◆ Exercise 1
In the passage contrasting Durkheim and Marx, what did Marx claim individuals' fixed positions are based on?
◆ Exercise 2
Write the next few sentences of the passage contrasting Durkheim and Marx, picking up after its final sentence.

◆ Selected extract
Another sociologist that differs
from Durkheim is Karl Marx. Similarly, to Durkheim, Marx argued that
individuals are shaped by society. However, Marx strongly focused on conflict,
believing that society is oppressive to the working classes, whereas Durkheim
believed that everything in society is functional. Durkheim explained how
society evolves organically. Marx rejected this idea and claimed that
individuals have fixed positions that are based on the economic system. Due to
institutions spreading capitalist ideologies, the working class are forced into
thinking that they cannot change their social status. This is supported by
(Callinicos, 1983, p.98) “Marx believes that ideologies prop up class societies
by misleading the exploited about their position in society”. Furthermore,
Durkheim would say that society is stable, yet Marx would oppose this idea and
say that the working classes only need to realise their class consciousness to
revolt. Marx also dismissed social facts as being the cause of human action and
says that it is controlled by economic forces that we are unaware of (Craib,
1997, p.46).

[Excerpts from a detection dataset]
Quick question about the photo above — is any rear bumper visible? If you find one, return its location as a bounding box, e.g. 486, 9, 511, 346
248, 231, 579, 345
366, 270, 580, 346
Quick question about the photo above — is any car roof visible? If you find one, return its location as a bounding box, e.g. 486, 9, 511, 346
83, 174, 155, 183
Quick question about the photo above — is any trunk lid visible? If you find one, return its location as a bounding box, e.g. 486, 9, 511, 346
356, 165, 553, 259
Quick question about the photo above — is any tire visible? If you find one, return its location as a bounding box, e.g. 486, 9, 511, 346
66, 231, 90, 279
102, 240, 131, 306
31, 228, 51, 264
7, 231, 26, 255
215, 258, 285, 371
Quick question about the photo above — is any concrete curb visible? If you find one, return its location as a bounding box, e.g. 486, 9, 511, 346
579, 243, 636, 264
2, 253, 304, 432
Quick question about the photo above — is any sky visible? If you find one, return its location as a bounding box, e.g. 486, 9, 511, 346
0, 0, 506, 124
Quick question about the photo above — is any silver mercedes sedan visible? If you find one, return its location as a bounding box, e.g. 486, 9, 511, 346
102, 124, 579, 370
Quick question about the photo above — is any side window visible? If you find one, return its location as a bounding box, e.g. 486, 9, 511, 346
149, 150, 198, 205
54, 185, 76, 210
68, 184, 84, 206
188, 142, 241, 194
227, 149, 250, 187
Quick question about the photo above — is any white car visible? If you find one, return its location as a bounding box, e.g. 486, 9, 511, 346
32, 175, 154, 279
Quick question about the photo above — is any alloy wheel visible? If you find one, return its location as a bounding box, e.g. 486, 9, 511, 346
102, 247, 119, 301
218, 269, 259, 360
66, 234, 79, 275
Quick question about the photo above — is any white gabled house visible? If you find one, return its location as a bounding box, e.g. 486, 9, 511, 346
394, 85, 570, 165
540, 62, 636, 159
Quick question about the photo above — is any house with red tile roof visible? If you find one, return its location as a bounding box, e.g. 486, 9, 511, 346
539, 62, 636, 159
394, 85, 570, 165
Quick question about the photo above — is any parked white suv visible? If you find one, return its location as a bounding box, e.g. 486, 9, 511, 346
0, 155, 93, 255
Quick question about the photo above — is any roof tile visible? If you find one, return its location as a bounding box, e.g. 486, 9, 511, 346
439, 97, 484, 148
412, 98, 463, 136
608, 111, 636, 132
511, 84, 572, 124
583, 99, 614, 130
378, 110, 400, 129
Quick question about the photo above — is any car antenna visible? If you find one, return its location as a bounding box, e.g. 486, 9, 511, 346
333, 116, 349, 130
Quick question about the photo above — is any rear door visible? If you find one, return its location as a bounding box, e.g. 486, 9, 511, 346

◆ Exercise result 1
The economic system.

◆ Exercise result 2
Durkheim can further be criticised
as being outdated in contemporary society. Today, personal, feelings and
emotions are recognised in influencing the ways that we act and interact with
other people.  Arlie Hochschild stated
that one’s feelings are considered before any actions take place. Durkheim
ignored the emotions and feelings of individuals and argued that the actions
and interactions of individuals are understood by social facts. Hochschild, on
the other hand, claimed that it’s the “emotional attachments to others and
affective commitments” that influence human behaviour (Etzioni 1988, Hochschild
1975, cited in Thoits, 1989, p. 317). Hochschild also declared that we can
manage our emotions so that they are socially desirable to our audience and we
do this by acting. Durkheim would say that we do not act in this way through
choice because actions are controlled by social factors. Hochschild did
however, take into consideration that emotions are in most part social. This is
supported by (Hochschild, 1979, p.555) “social factors affect how emotions are
elicited and expressed.”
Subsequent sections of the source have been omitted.